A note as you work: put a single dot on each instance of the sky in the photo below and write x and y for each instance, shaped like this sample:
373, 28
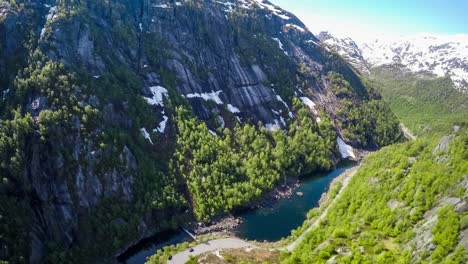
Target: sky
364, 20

...

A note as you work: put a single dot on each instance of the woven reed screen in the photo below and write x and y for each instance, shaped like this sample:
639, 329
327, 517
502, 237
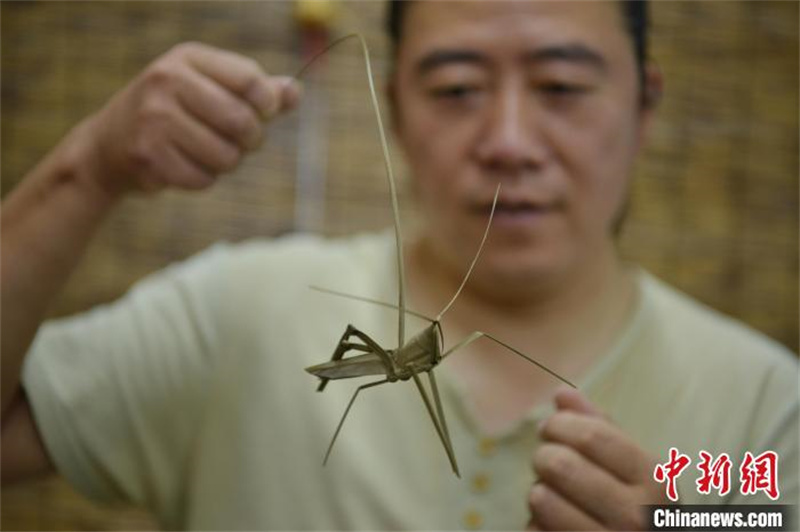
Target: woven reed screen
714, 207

--

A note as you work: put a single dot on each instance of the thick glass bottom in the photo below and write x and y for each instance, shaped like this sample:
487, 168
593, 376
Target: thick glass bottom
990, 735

▶ **Aim of the task**
Report each line of the material above that contains the string "reed", with case counting toward a match.

▶ **Task response**
A note as you work: put a single dot on each instance of the woven reed screen in the photo below and write x and y for each instance, shaped like this sample:
Target: woven reed screen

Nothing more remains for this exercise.